- QUOTED PASSAGE
────────────────

3 Record-Breaking Australian Trees

We Aussies love to overachieve, and our trees are no exception!  From the tallest, to the oldest, to the most fruitful, let’s explore a few of the incredible trees Australia has to boast of.

Centurion Tree Perth

The Tallest Tree

Located in Tasmania, the title of Tallest Tree in the Southern Hemisphere and Second Tallest in the World belongs to “Centurion”. 

As of January 2019, the Eucalyptus regnans measures at 100.9m, making it one of only two trees on the planet to be in the exclusive One Hundred Meter Club.  Its sole club partner is the Californian Redwood, measuring at 115m.

Centurion was discovered in 2008 by state-owned logging company Sustainable Timber Tasmania (STT). Their staff, who were mapping timber resources using aerial laser technology, gave it the name Centurion because it was the 100th giant tree to be registered.

This record breaker is thought to be around 320 years old – give or take sixty years – and it is one of only twenty-four Tasmanian Eucalypts trees to be over 90m in height.

When it was first measured in 2008, Centurion was 99.6m tall. By our calculations, Centurion grows at a rate of approximately 11.8cm per year, with an overall height growth of 1.3m in 11 years from 2008 to 2019.  Not a bad effort for a tree that is three centuries old!

The Eucalyptus regnans – called Swamp Gums in Tasmania or Mountain Ash in mainland Australia – are renowned for reaching phenomenal heights in high rainfall areas with good soil.  They are the fastest growing trees by far – up to five times faster than its competitor, the Californian Redwood!

According to the Guiness Book of Records 1999 edition, the tallest tree ever measured was 132.6 metres and had once been more than 150 metres. I wonder if it was a Eucalyptus regnans that claimed that title, hmmm?

Centurion had signs of a broken stem high in its foliage, indicating it used to be taller. Obviously, the tallest trees in a forest are the most at risk of being hit by lightning.  When lightning strikes a tree, it microwaves the moisture in the timber, causing it to turn to steam instantly, expand and explode.  For most trees, this is a survivable injury if most of the trunk is undamaged, even if their former total height is somewhat diminished.

If you’re on the hunt for natural giants, both Tasmania and Victoria are home to some of the most impressive trees.  Who wants to join me for a climb?

────────────────

- Bounding box annotation entries
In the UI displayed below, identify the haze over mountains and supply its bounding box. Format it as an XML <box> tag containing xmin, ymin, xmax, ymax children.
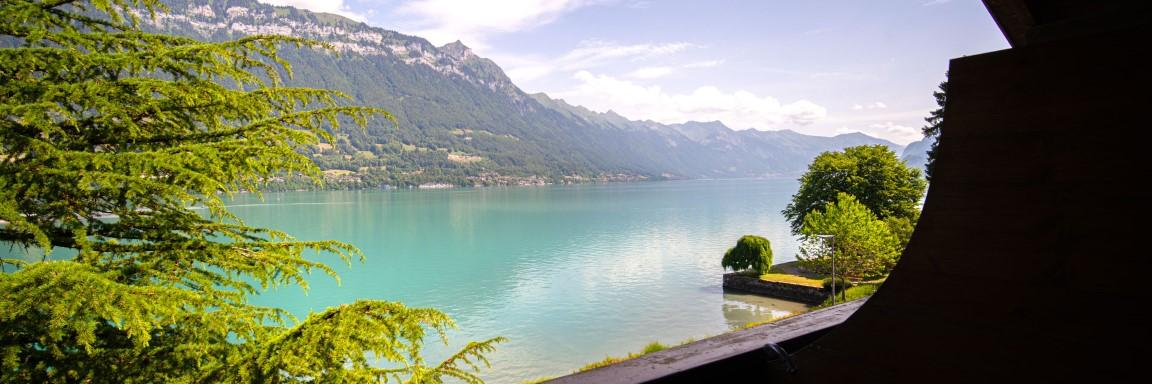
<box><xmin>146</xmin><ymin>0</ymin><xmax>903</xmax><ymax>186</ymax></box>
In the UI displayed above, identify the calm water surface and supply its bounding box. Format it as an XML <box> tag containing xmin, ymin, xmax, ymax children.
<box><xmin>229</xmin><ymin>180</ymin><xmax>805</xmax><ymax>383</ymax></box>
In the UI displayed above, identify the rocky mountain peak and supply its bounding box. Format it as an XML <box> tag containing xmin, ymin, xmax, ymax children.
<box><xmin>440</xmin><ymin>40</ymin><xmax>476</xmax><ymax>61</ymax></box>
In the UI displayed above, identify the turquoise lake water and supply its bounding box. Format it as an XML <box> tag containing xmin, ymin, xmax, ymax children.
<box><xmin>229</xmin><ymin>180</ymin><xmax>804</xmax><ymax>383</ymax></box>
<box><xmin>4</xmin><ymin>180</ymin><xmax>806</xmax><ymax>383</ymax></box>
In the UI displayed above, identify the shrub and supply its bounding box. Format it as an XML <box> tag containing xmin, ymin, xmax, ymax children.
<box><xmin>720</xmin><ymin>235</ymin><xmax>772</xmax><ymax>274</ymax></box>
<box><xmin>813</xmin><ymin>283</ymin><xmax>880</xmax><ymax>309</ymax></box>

────────────────

- JOBS
a) Reproduce the article on record-breaking Australian trees, starting with "3 Record-Breaking Australian" and going on through "to be registered.".
b) Continue the article on record-breaking Australian trees, picking up after its final sentence.
These entries were drawn from a separate source.

- RESULTS BY TASK
a)
3 Record-Breaking Australian Trees

We Aussies love to overachieve, and our trees are no exception!  From the tallest, to the oldest, to the most fruitful, let’s explore a few of the incredible trees Australia has to boast of.

Centurion Tree Perth

The Tallest Tree

Located in Tasmania, the title of Tallest Tree in the Southern Hemisphere and Second Tallest in the World belongs to “Centurion”. 

As of January 2019, the Eucalyptus regnans measures at 100.9m, making it one of only two trees on the planet to be in the exclusive One Hundred Meter Club.  Its sole club partner is the Californian Redwood, measuring at 115m.

Centurion was discovered in 2008 by state-owned logging company Sustainable Timber Tasmania (STT). Their staff, who were mapping timber resources using aerial laser technology, gave it the name Centurion because it was the 100th giant tree to be registered.

b)
The Oldest Tree

Onto our next record breaker – the Huon Pine.

Native to south-west Tasmania and nowhere else, this conifer pine is formally known as the Lagarostrobos franklinii.  With individual trees known to survive to 3000 years of age (and counting), the Huon is Australia’s oldest living tree family, and possibly one of the oldest living organisms on Earth.  Fossil records uncovered in 1995 within a boggy Tasmanian area were dated at 3,462 years!  Only the famous bristle-cone pine “Methuselah” in North America exceeds the Huon in age.

Easily killed by fire and sensitive to drought, they are restricted to cool, wet places, such as rainforests and river banks.

The high oil content in the timber of the Huon Pine endows it with incredible qualities, such as being insect-resistant, waterproof and ideal for sculpting boats and furniture.  A lucrative industry for this “green gold” was exploited by settlers in the early 1800s, with subsequent waves of logging in the 1930s and 70s. 

Unfortunately by the time logging of live Huon Pine trees was banned in the 1970s, ninety percent of Tasmania’s original stands had been impacted. It was agreed that it was neither sustainable nor prudent to cut down trees that were 1000+ years old.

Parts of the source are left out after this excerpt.